YOUR INSTRUCTIONS ▸ Please write out the data exactly, line by line.

DATA FOR THIS EXERCISE ▸
↓↓↓
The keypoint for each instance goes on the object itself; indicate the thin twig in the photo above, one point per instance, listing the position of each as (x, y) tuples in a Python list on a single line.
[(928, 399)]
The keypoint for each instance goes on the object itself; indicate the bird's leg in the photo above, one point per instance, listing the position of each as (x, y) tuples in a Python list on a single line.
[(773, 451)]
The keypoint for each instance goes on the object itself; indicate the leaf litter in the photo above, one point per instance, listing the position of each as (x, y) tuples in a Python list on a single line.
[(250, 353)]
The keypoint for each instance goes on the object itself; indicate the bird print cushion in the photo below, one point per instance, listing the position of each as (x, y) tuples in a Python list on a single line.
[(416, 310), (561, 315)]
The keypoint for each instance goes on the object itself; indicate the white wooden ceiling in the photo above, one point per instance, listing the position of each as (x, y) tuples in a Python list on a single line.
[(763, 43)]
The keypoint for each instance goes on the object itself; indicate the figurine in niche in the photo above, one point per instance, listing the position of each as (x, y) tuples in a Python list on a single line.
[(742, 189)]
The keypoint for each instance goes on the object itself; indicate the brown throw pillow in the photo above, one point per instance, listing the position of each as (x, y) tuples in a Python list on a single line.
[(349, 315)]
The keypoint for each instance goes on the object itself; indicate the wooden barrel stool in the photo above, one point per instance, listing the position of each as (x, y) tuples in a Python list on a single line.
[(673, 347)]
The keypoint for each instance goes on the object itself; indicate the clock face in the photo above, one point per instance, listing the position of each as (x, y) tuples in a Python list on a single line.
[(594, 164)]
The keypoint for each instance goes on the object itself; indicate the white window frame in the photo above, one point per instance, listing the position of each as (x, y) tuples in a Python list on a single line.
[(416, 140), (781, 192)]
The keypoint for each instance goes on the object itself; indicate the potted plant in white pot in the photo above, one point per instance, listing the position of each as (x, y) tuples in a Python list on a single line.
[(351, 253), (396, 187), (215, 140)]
↑↑↑
RESULT OF THE TASK ▸
The keypoint for each instance goes on the object itself; indicate the thin twig in the photo above, one point per instance, listing the position of each as (x, y) tuples in a Python list on a single line.
[(928, 399)]
The keypoint for each instance goes on the object itself; indicate the bird's leg in the photo above, one point per instance, listing the position of each as (x, y) tuples in a Python list on a single line.
[(773, 451)]
The keypoint for each instance goes on the object itself; indicate the leaf litter in the photo above, one point per instance, listing the position of each as (x, y) tuples in a Python list on a single line.
[(250, 353)]
The keypoint for each instance goes on the object itself; indicate the bird print cushion in the photo below, one point per instance, listing the position of each as (x, y) tuples in a Python list on a single line.
[(416, 310), (561, 315)]
The keypoint for each instance goes on the object itself; indicate the white wooden ceiling in the photo above, one point per instance, listing the position of each as (x, y) tuples in a Python list on a single line.
[(763, 43)]
The keypoint for each instance goes on the object itself; indicate the figurine in niche in the photo above, one point per instance, listing the position of each as (x, y) tuples in a Python list on a single line.
[(742, 189)]
The keypoint for each instance goes on the object itself; indicate the brown throw pillow in the photo above, one point per instance, listing the position of each as (x, y) tuples in a Python list on a single line.
[(349, 315)]
The keypoint for each instance goes on the object itself; indicate the wooden barrel stool in the photo above, one point per instance, listing the position of each as (x, y) tuples in a Python list on a single line.
[(673, 347)]
The keypoint for each instance goes on the object itself; indicate the clock face in the photo above, one point per instance, listing the position of each as (x, y) tuples in a Python list on a single line.
[(594, 164)]
The keypoint for each instance goes on the object itself; indicate the white window frame in the photo above, one point per instance, listing the position of each as (x, y) tuples in a Python list on a single line.
[(416, 140), (781, 192)]
The keypoint for each instance goes on the object itself; indicate the potted plant in white pot in the photo above, one point per instance, listing the position of each as (x, y) tuples in a Python list on a single line.
[(351, 253), (396, 187), (215, 140)]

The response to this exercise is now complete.